──────── Text provided ────────

Much of the original white and red Norway Pine that once blanketed the area is now gone. When the park was established, much of it was made up of old farm fields, just beginning the long process off forest succession. In many of these areas, pine and spruce have been planted to help restore the original forest. Other areas of the park have mature Aspen stands mixed with Basswood, Birch and Maple.

The open areas of the park, along with the mature hardwood stands, combine to provide habitat for a wide variety of wildlife species. There are beavers, skunks, porcupine, and both Franklin and Richardson's Ground Squirrels. There are a variety of bird species including: Trumpeter Swans, Mallard and Wood Ducks, Common Loon, Woodpeckers, Crowned Kinglets, Warblers, Catbirds, and Cedar Waxwings.

Walleye are found in Moosehead Lake. Panfish are common in Echo Lake. Both lakes have been stocked in the past with Northern Pike, Walleye, and Largemouth Bass.

==Recreation==
The park has rentable fishing equipment, birding kits, activity kits for children, rowboats, canoes, and kayaks. There are 5.5 miles of hiking trails that go through tall pines, a wildlife observation area, or next to Echo Lake. Within the day-use area, there are picnic tables, horseshoe pits, swimming beach, boat access, and fishing pier on Echo Lake. For bike riding, there is a widened shoulder of County Highway 137 that takes you to the park's paved spur-trail that takes you to the Willard Munger State Trail. Winter recreation includes ice-fishing, hiking, snowmobile and cross-country ski trails.

──────── Data extracts ────────

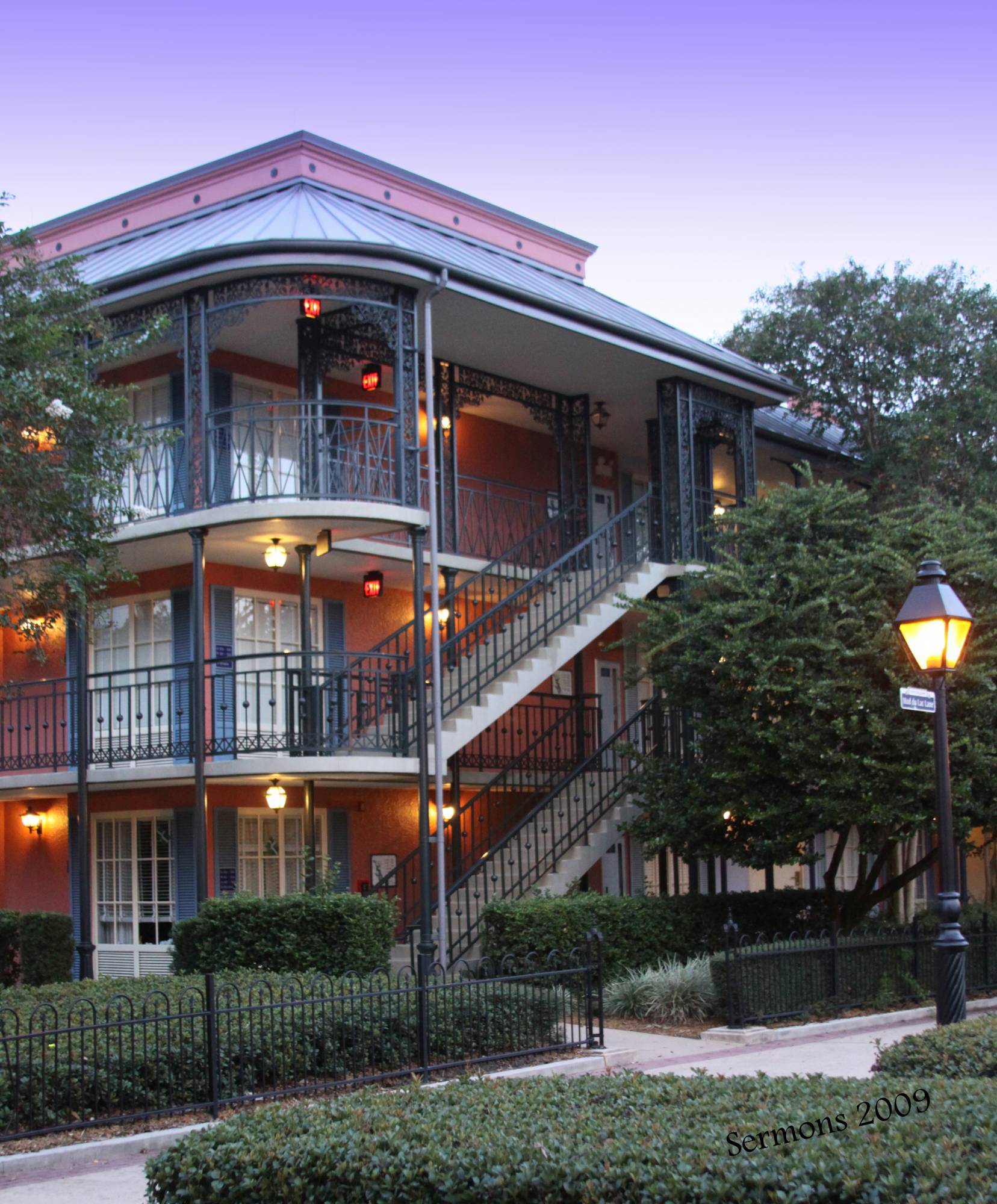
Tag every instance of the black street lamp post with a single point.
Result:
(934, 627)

────────
──────── Data extracts ────────

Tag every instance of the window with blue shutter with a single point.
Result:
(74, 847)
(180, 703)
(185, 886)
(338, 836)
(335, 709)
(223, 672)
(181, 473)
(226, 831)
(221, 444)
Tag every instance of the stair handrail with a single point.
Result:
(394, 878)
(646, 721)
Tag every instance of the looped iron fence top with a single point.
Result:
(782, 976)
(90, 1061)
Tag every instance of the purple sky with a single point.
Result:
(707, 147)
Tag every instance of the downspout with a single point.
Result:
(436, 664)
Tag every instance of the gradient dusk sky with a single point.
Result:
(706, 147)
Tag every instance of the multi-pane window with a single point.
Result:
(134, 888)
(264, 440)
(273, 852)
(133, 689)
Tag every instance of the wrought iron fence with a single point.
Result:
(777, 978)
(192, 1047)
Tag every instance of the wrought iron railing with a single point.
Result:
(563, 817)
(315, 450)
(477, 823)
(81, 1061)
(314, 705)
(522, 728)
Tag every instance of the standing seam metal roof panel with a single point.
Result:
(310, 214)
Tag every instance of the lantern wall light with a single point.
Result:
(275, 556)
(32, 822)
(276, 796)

────────

» Description of the task
Answer these from the park text:
1. What fish is found in Moosehead Lake?
2. How many miles of hiking trails does the park have?
3. Which trees are mixed with the mature Aspen stands?

» Task output
1. Walleye
2. 5.5 miles
3. Basswood, Birch and Maple